+++ DOCUMENT TEXT

The only valid place from which to proceed, is a conscious apprehension of the real self: a direct-knowing without words, pictures, symbols, feelings, or logic.
Negative learning can never point in a positive direction.
Disillusion is only valuable when it leads to reality - not to another illusion.
Cynicism causes demotivation, which leads to external control by short-term environmental stimuli.
However things may have been in other times and places; there is now an absolute need, and no substitute, for living with conscious purpose in a meaningful reality.
The starting point for discovery of meaning is the purpose of everything; which entails recognizing reality as A Creation.
8 comments:
They are all good, but I especially like the first one and the last one because they encapsulate the "challenge" of what is needed most.
@Frank - Thanks. They form a sequence with meaning for me; in that I was thinking on a theme, this is how they occurred, and were written in my notebook.
The aphorisms are meaningful and cohesive when read sequentially. No doubt about that.
I am also drawn to the disillusionment aphorism. The appeal of illusion cannot be stressed enough. If we can't find another illusion to cling to after disillusionment, we will often do everything we can to re-illusion ourselves back into the illusion we became disillusioned with in the first place. Sadly, we seem to find more comfort in disenchanted enchantments than we do in reality.
@Frank - Yes, there is a strong tendency among many people I read to assume that "people" getting disillusioned about - say - the honesty of the media or government, or scientists or doctors, or pandemics or wars - is a step forward towards a better ideology or religion.
But it very seldom is. Such disillusion is just a negative, not a positive.
This fits with my general belief that the current collapse of globalist totalitarianism is not a positive, because it is negatively-motivated; therefore it is a shift from dictatorship to destruction, order to chaos - from Ahrimanic to Sorathic.
This is another reason why motivation is primary. When an evil is destroyed for a not-good reason, then the destruction does not lead to good. Only when the real motivations are really good does net good eventuate.

++++++
+++ MATERIAL PROVIDED

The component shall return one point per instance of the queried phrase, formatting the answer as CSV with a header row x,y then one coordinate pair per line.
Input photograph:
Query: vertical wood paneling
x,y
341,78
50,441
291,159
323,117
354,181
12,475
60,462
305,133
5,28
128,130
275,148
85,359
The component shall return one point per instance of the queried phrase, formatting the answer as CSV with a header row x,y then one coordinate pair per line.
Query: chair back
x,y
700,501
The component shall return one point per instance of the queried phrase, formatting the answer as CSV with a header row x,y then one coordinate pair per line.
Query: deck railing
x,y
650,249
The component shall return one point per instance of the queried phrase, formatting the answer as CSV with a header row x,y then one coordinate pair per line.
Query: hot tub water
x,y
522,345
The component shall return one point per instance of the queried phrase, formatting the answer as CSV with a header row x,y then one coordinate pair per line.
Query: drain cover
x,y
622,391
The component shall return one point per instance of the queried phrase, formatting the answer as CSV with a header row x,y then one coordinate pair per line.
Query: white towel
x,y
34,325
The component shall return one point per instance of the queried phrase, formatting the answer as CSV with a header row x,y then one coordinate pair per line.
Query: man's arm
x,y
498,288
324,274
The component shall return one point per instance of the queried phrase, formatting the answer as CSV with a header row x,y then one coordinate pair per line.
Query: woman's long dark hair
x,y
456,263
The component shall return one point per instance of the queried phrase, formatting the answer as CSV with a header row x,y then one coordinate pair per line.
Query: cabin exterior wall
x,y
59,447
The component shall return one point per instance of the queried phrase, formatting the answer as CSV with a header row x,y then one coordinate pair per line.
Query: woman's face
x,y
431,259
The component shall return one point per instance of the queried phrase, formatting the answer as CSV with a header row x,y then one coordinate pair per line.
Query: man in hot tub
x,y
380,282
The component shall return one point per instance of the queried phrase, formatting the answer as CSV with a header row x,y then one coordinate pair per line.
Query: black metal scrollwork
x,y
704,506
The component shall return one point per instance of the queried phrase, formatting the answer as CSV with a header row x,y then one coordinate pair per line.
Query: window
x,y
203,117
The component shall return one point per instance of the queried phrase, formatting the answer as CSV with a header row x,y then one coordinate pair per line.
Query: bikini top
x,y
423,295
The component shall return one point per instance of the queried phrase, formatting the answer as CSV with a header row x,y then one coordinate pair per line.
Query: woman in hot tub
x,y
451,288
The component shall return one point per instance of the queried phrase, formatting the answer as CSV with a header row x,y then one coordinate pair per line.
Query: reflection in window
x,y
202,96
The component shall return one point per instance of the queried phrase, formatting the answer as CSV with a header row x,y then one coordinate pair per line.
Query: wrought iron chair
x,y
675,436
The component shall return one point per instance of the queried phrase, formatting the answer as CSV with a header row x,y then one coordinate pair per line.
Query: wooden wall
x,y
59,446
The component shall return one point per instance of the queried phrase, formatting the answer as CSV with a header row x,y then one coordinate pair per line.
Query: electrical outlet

++++++

* _ABOUT THIS EXERCISE_
How would the text on disillusion and living with conscious purpose go on? Continue it from where it stops.

* _REPLY_
A really helpful exchange about replacing disillusion with another disillusion. It helps me recognise, for example, that dynamic in the usual response to the recent medical fiasco which commonly uses the term 'crime against humanity' - even by a doctor friend. But I notice that part of me is not outraged because I know that crimes against humanity are commonplace and ongoing and remain so precisely because we as human beings tend to sustain ourselves with one false hope after another and remain in endless cycles of self delusion. If you stop that and take up your Cross then you can feel in your bones that the burden is real and that salvation is also possible. As preposterous to the modern mind as this reorientation to reality may seem, nothing less will do. Godspeed.
@Igude. Yes, it should be clear by now, that no accumulation of "outrages" adds up to anything worthwhile - yet people frequently assume it does, and regard being outraged as progress.
Even worse is when outrage is retrospective - as is usually the case. This merely fuels moral arrogance.
I am very pleased to see Dr. Charlton publish aphorisms. I do consider him sui generis (which is why I follow his blog) so I generally hesitate to compare Dr. Charlton with this or that author, however I do discern some spiritual affinity with the great Colombian aphorist, Nicolás Gómez Dávila (aka Don Colacho).
@Stephen - A very flattering comparison!